--- BEGIN ---

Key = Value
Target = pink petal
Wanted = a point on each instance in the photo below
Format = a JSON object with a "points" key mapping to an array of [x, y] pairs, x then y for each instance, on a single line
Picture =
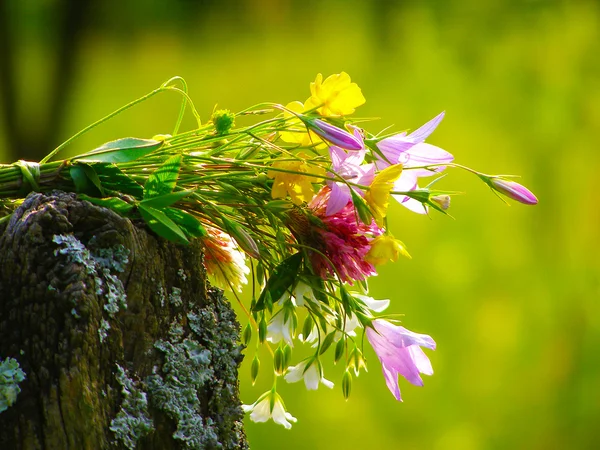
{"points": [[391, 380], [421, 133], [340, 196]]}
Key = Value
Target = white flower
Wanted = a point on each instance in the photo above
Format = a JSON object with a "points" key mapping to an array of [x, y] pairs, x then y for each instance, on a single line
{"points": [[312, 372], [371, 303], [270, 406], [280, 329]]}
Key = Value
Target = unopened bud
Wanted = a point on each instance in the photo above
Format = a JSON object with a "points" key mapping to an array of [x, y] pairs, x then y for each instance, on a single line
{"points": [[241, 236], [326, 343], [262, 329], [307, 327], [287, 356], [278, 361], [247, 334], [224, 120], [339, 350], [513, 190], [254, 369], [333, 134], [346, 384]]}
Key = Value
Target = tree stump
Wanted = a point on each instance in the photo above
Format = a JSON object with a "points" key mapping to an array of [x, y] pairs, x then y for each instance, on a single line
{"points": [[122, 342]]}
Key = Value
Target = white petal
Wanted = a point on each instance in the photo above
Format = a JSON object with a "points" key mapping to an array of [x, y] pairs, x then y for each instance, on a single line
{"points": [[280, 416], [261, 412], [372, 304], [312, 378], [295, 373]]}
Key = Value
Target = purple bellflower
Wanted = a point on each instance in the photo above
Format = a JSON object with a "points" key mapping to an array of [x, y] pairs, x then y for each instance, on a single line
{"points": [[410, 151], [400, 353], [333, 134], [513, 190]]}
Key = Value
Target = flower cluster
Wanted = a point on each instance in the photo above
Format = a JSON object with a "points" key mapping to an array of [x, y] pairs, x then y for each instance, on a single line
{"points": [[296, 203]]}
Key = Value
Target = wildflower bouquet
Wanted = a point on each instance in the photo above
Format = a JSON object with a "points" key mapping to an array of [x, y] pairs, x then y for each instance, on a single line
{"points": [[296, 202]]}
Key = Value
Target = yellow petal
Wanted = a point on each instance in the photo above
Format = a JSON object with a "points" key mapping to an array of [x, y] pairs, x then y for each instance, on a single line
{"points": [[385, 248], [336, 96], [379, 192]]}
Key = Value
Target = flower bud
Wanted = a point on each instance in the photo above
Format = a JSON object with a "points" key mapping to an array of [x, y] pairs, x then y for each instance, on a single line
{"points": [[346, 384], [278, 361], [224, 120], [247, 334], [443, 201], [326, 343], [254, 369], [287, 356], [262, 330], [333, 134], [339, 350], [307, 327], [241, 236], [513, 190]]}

--- END ---
--- BEGIN ---

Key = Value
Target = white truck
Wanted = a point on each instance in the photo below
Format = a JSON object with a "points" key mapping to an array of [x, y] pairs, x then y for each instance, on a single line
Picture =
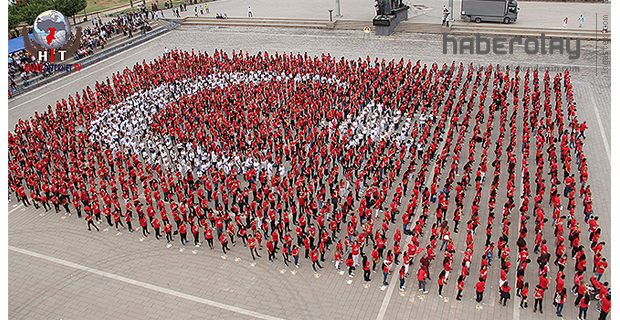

--- END ---
--- BEGIN ---

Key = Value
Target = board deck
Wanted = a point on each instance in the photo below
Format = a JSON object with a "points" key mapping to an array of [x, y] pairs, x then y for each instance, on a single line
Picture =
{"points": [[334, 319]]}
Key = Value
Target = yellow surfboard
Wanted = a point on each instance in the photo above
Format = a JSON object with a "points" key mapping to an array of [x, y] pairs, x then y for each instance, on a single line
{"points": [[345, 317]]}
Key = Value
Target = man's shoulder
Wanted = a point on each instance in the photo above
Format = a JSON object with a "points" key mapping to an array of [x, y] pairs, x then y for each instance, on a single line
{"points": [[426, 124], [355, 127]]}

--- END ---

What this task involves
List every line of the items that contains the word "petal", copying each one in full.

Final answer
Target = pink petal
Target = white petal
Target = yellow petal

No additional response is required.